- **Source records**
================

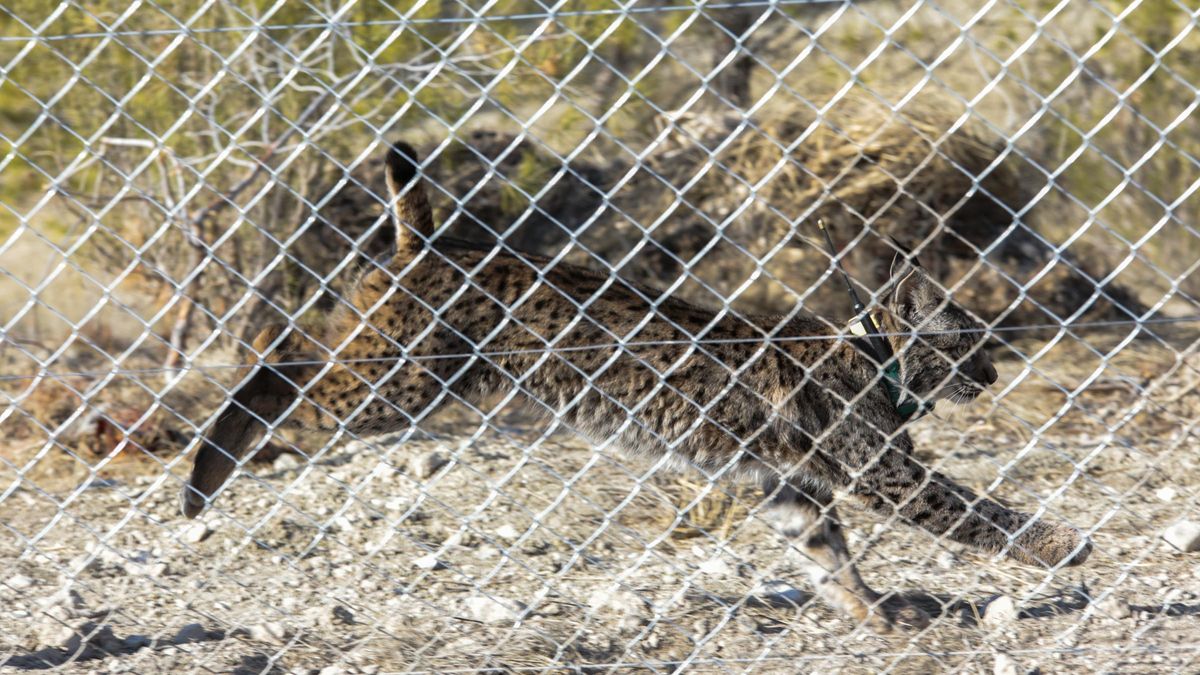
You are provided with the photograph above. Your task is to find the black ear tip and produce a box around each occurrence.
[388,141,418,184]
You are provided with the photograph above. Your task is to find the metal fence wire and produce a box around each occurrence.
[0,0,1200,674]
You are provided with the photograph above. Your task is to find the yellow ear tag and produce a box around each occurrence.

================

- **Brief**
Rewrite the records with "produce" swapped for "draw" everywhere, keeping everything else unchanged. Omit the pictures from your answer.

- **Completed task**
You are provided with the photograph above. Your task is to find the black ear tip and draw a box around each occurrence.
[388,141,418,184]
You are provided with the photograph above. Your task is to find the metal fence wire and draw a box around each occurrence.
[0,0,1200,674]
You are provided with the photograph above. Your task is to find the yellow ear tag and draw a box around each occurrence.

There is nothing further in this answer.